(THE RECORDS):
- - - - -

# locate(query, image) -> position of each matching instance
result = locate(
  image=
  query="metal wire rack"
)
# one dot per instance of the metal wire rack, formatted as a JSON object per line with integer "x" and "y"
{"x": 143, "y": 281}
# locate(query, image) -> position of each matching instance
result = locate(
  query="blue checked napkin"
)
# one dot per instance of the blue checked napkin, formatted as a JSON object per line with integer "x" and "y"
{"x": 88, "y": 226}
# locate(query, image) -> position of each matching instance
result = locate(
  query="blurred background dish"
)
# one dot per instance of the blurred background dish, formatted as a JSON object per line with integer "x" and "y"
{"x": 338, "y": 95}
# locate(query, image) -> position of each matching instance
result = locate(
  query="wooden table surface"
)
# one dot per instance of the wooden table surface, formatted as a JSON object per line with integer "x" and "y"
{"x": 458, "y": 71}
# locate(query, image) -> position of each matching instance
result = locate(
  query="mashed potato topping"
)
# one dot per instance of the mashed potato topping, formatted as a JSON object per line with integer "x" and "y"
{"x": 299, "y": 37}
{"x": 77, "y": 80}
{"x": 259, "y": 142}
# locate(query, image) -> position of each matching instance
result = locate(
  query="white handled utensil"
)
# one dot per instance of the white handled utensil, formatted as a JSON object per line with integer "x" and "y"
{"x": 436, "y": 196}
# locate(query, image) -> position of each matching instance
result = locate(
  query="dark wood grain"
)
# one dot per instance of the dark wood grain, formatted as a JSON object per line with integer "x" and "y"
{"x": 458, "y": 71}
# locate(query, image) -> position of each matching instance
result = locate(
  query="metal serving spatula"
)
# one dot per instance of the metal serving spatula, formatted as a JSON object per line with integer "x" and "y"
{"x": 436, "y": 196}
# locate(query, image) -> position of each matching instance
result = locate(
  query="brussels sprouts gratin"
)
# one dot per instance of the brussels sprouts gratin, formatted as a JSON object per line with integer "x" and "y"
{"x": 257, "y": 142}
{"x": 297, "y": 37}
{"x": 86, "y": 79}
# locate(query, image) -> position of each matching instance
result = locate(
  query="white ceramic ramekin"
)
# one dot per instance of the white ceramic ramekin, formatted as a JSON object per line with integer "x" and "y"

- - - - -

(TASK GOAL): Return the full listing, character for character.

(ANSWER BELOW):
# locate(query, image) -> position of each matching instance
result = locate(
  image=
  query="metal wire rack"
)
# one dot per instance of the metal wire rack, formatted as a JSON object per line with integer "x" and "y"
{"x": 143, "y": 281}
# locate(query, image) -> position of each matching instance
result = locate(
  query="blue checked napkin"
)
# one dot per instance of the blue checked napkin, formatted as a JSON object per line with integer "x" and "y"
{"x": 88, "y": 226}
# locate(query, image) -> position of each matching instance
result = locate(
  query="blurred background dish"
)
# one dot per instance of the blurred background dish, formatted as a JSON object per line with integer "x" and "y"
{"x": 338, "y": 95}
# locate(query, image) -> position of each matching instance
result = locate(
  query="wooden table surface"
)
# one dot per instance of the wooden table surface, formatted as a JSON object per line with integer "x" and "y"
{"x": 458, "y": 71}
# locate(query, image) -> position of each matching instance
result = locate(
  query="mashed potato topping"
)
# one dot per instance of the mashed potato topping, formatted as a JSON object per line with integer "x" and "y"
{"x": 299, "y": 37}
{"x": 77, "y": 80}
{"x": 259, "y": 142}
# locate(query, image) -> position of each matching instance
result = locate(
  query="white handled utensil"
)
# one dot per instance of the white handled utensil, formatted as a JSON object per line with integer "x" and "y"
{"x": 436, "y": 196}
# locate(query, image) -> position of each matching instance
result = locate(
  query="dark wood grain"
)
# one dot per instance of the dark wood grain, formatted as a JSON object per line with integer "x" and "y"
{"x": 458, "y": 71}
# locate(query, image) -> position of each matching instance
result = locate(
  query="metal serving spatula"
)
# one dot per instance of the metal serving spatula, formatted as a JSON object per line with integer "x" and "y"
{"x": 436, "y": 196}
# locate(query, image) -> position of each matching instance
result = locate(
  query="brussels sprouts gratin"
)
# one dot per instance of the brussels sprouts gratin, formatted as a JSON object per line with integer "x" and "y"
{"x": 257, "y": 142}
{"x": 297, "y": 37}
{"x": 86, "y": 79}
# locate(query, image) -> position of each matching instance
result = locate(
  query="white ceramic ramekin"
)
# one dot per instance of the white ceramic ramekin, formatted as a JSON object per line with integer "x" and "y"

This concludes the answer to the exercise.